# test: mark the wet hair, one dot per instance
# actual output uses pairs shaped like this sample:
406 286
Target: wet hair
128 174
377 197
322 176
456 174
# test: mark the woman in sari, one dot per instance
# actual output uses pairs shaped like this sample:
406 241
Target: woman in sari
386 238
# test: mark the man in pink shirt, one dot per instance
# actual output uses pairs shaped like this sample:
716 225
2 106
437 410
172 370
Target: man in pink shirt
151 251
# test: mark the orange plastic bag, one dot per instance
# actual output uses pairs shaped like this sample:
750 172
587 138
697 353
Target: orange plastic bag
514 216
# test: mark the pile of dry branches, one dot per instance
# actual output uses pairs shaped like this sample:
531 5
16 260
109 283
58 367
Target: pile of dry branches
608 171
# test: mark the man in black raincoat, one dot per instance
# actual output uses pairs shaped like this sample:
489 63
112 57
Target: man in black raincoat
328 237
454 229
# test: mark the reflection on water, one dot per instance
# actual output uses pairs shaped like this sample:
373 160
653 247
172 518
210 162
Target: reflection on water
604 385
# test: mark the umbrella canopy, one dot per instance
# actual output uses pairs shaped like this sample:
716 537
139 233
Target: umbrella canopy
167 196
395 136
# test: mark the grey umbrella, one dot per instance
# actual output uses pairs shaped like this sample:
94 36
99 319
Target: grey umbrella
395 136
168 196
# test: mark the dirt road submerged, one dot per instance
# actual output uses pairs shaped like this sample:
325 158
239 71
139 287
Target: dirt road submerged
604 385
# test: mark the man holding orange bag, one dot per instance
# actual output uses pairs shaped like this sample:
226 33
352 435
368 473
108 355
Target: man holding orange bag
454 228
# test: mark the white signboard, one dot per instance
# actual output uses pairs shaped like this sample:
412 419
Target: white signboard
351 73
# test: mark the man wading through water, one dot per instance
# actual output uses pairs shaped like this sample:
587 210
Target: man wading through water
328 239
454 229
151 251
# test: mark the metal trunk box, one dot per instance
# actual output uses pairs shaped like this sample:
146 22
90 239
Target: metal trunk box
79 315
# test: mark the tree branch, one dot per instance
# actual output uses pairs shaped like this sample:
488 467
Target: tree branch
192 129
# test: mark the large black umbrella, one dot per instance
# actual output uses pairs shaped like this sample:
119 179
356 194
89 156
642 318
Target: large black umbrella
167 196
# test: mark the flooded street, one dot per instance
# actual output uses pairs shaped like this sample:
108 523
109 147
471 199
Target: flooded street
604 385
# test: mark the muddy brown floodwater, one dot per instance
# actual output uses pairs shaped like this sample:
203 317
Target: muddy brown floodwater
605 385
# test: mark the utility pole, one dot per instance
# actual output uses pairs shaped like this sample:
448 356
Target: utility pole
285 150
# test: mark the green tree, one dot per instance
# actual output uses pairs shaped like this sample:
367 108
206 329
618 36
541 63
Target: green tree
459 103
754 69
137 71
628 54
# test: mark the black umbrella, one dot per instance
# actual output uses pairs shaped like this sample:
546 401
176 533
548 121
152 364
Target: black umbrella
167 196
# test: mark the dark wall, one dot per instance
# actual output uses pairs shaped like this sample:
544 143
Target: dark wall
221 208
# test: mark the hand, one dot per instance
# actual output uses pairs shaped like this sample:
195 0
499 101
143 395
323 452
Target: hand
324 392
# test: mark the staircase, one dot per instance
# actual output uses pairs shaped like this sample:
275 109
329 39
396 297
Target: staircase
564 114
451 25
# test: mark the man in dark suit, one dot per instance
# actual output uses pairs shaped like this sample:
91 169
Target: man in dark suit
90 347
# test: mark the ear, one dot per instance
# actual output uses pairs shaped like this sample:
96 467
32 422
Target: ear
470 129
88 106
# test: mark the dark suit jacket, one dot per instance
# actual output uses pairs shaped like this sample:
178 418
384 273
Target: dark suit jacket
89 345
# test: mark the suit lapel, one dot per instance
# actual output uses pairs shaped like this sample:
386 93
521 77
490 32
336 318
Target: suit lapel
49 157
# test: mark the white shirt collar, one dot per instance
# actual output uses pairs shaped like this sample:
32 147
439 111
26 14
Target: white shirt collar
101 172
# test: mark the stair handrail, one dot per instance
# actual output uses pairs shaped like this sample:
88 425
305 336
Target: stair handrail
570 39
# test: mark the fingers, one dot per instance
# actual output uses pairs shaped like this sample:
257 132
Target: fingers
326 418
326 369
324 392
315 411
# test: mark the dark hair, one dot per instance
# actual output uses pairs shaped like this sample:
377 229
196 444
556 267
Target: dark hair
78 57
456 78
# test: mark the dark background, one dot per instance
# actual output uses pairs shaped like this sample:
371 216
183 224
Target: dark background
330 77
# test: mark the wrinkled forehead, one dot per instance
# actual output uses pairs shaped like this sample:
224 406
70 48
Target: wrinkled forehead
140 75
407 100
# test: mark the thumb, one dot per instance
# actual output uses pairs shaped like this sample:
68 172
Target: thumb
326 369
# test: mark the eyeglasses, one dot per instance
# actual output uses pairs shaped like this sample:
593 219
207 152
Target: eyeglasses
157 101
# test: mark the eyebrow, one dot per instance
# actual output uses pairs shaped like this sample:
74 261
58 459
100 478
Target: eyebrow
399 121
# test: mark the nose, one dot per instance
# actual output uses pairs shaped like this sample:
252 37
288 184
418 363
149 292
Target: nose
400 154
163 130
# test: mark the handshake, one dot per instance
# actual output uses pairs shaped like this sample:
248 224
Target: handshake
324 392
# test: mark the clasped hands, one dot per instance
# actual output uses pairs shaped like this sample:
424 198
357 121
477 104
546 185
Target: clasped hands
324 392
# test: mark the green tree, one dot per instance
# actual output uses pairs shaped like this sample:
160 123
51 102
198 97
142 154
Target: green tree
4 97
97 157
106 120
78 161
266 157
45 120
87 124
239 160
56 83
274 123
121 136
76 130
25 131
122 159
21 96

• _ASSIGNED TASK_
Give the data back in full, matching it character for character.

• _OUTPUT OF THE TASK_
# test: mark the wet hair, one dot per instance
# actual output uses pairs shaped like this sample:
406 286
Target: wet hair
128 174
377 197
322 176
456 174
# test: mark the woman in sari, one dot per instance
# actual output uses pairs shaped like this sample:
406 241
Target: woman in sari
386 238
# test: mark the man in pink shirt, one dot per instance
# actual output uses pairs shaped like this sample:
716 225
2 106
437 410
172 370
Target: man in pink shirt
151 251
# test: mark the orange plastic bag, one dot per instance
# actual output uses pairs shaped like this sample:
750 172
587 138
697 353
Target: orange plastic bag
514 216
# test: mark the pile of dry branches, one dot per instance
# actual output uses pairs shaped like this sample:
531 5
16 260
109 283
58 367
Target: pile of dry branches
608 171
# test: mark the man in black raincoat, one dot per instance
# actual output uses pairs shaped like this sample:
489 63
112 57
Target: man in black raincoat
328 237
454 229
# test: mark the reflection on water, one dot per instance
# actual output uses pairs shaped like this sample:
373 160
653 247
172 518
210 162
Target: reflection on water
604 385
# test: mark the umbrella canopy, one dot per instance
# actual output uses pairs shaped like this sample:
716 537
139 233
Target: umbrella canopy
167 196
395 136
# test: mark the grey umbrella, one dot per instance
# actual output uses pairs shaped like this sample:
94 36
99 319
Target: grey umbrella
395 136
168 196
# test: mark the dirt road submerged, one dot per instance
# actual output uses pairs shaped like this sample:
325 158
239 71
139 287
Target: dirt road submerged
604 385
# test: mark the man holding orange bag, one dot per instance
# actual output uses pairs shaped like this sample:
226 33
352 435
368 473
108 355
Target: man holding orange bag
454 228
# test: mark the white signboard, one dot per instance
# actual output uses pairs shaped like this sample:
412 419
Target: white signboard
351 73
# test: mark the man wading through water, one dot per instance
# actual output uses pairs shaped like this sample:
587 210
Target: man wading through water
328 239
454 229
151 251
# test: mark the metal trunk box, one dot per instance
# actual output uses pairs shaped like this sample:
146 22
90 239
Target: metal trunk box
79 315
# test: mark the tree branch, one dot per instance
# actual output uses pairs shaped like this sample:
488 467
Target: tree branch
192 129
# test: mark the large black umbrella, one dot per instance
# actual output uses pairs shaped like this sample:
119 179
356 194
89 156
642 318
Target: large black umbrella
167 196
# test: mark the flooded street, one dot per instance
# actual output uses pairs shaped like this sample:
108 523
109 147
471 199
Target: flooded street
604 385
# test: mark the muddy brown floodwater, one dot per instance
# actual output uses pairs shaped like this sample:
203 317
Target: muddy brown floodwater
605 385
# test: mark the utility pole, one dot per instance
# actual output uses pairs shaped like this sample:
448 356
Target: utility pole
285 150
# test: mark the green tree, one dot per instance
# actual output uses pairs shaped like this sample:
367 108
206 329
618 36
541 63
Target: green tree
459 103
754 69
137 71
628 54
# test: mark the black umbrella, one dot per instance
# actual output uses pairs shaped like this sample:
546 401
176 533
548 121
152 364
Target: black umbrella
167 196
# test: mark the dark wall, one dot per instance
# actual output uses pairs shaped like this sample:
544 143
Target: dark wall
221 208
# test: mark the hand, one dot per instance
# actual output uses pairs shaped like this sample:
195 0
499 101
143 395
323 452
Target: hand
324 392
# test: mark the staircase, one dot per instance
# actual output uses pairs shaped like this sample:
275 109
329 39
396 297
Target: staircase
564 114
451 25
# test: mark the man in dark suit, one dot per instance
# actual output uses pairs shaped like this sample:
91 169
Target: man in dark suit
90 347
# test: mark the ear, one dot per instance
# actual output uses pairs shaped like this sample:
96 467
32 422
Target: ear
470 129
88 106
# test: mark the dark suit jacket, one dot per instance
# actual output uses pairs shaped like this sample:
178 418
384 273
Target: dark suit jacket
89 345
# test: mark the suit lapel, one dot per instance
# actual output uses pairs shaped like this sample:
386 93
521 77
490 32
336 318
Target: suit lapel
49 157
# test: mark the white shirt collar, one dot per instance
# actual output uses pairs shaped like this sample:
32 147
439 111
26 14
Target: white shirt collar
101 172
# test: mark the stair handrail, one dot per instance
# actual output uses pairs shaped like this sample:
88 425
305 336
Target: stair handrail
570 39
# test: mark the fingers, one dot per instance
# actual output uses pairs shaped like this sample:
257 132
Target: fingers
326 418
326 369
324 392
315 411
# test: mark the dark hair, one dot per instance
# actual output uses pairs shaped like this sample:
377 229
196 444
556 267
Target: dark hair
78 57
456 78
# test: mark the dark background, one dot per instance
# actual output uses pairs shaped like this sample:
371 216
183 224
Target: dark background
330 77
# test: mark the wrinkled forehead, one dot per instance
# actual output uses pairs shaped like this sample:
224 406
70 48
Target: wrinkled forehead
140 75
407 100
# test: mark the thumb, one dot per instance
# actual output uses pairs shaped like this sample:
68 172
Target: thumb
326 369
# test: mark the eyeglasses, one dot per instance
# actual output uses pairs shaped like this sample:
593 219
207 152
Target: eyeglasses
157 101
# test: mark the eyebrow, one dot per instance
# actual output uses pairs shaped like this sample:
74 261
58 459
100 478
Target: eyebrow
399 121
# test: mark the nose, one dot per instance
# actual output uses pairs shaped like this sample:
252 37
288 184
418 363
149 292
Target: nose
400 154
163 130
# test: mark the handshake, one dot per instance
# actual output uses pairs shaped like this sample:
248 224
Target: handshake
324 392
# test: mark the clasped hands, one dot per instance
# actual output uses pairs shaped like this sample:
424 198
357 121
477 104
546 185
Target: clasped hands
324 392
# test: mark the green tree, one dot per instance
# actual output uses pairs shaped like this sample:
160 123
51 102
198 97
142 154
Target: green tree
4 97
97 157
106 120
78 161
266 157
45 120
87 124
239 160
56 83
274 123
121 136
76 130
25 131
122 159
21 96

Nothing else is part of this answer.